- SUPPLIED ENTRIES

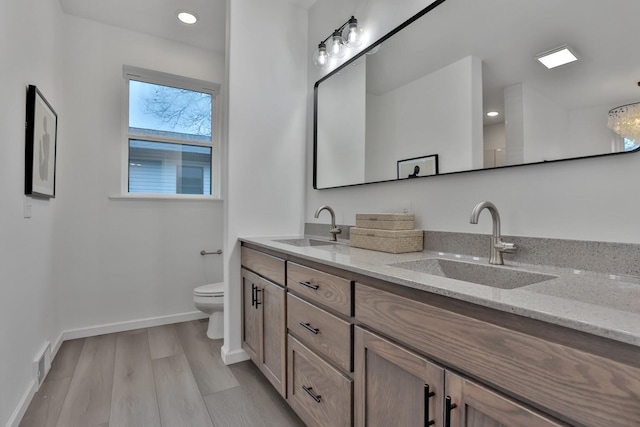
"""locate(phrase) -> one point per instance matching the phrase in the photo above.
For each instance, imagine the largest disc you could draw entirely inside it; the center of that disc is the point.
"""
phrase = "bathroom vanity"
(356, 337)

- YOUR OBJECTIVE
When you retype the data above, match every line exactly and leave the pictures behind.

- RESPONSE AREA
"""locate(phrase) -> one point per instance matching the phrase in the photo above.
For each instance, imagine the largest disc you could draw entirely inside it; the center of that disc is the point.
"""
phrase = "bathroom vanity"
(356, 337)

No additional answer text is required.